▶ [Records for the exercise]
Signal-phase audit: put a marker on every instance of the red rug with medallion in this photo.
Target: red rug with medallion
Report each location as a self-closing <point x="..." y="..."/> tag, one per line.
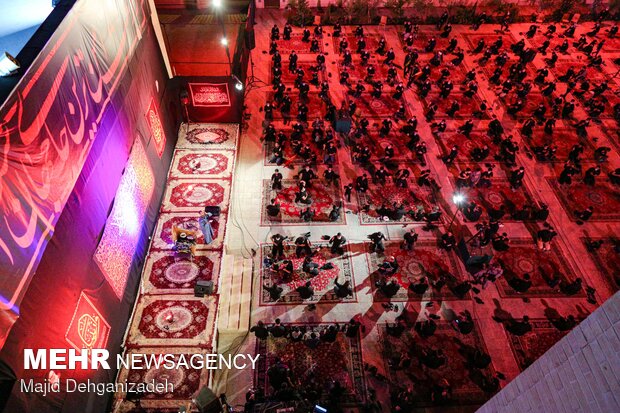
<point x="323" y="198"/>
<point x="523" y="257"/>
<point x="426" y="259"/>
<point x="323" y="284"/>
<point x="462" y="378"/>
<point x="339" y="361"/>
<point x="173" y="321"/>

▶ [Directive]
Could you copy the records above word for word, leaving out the pictures?

▶ [In response]
Signal-phase audit: put a marker on every instance of the red rug with medallion in this photo.
Target: red rug with medallion
Report each location as a self-closing <point x="..." y="..."/> tag, one per line.
<point x="323" y="198"/>
<point x="523" y="257"/>
<point x="426" y="259"/>
<point x="323" y="284"/>
<point x="462" y="378"/>
<point x="339" y="361"/>
<point x="173" y="321"/>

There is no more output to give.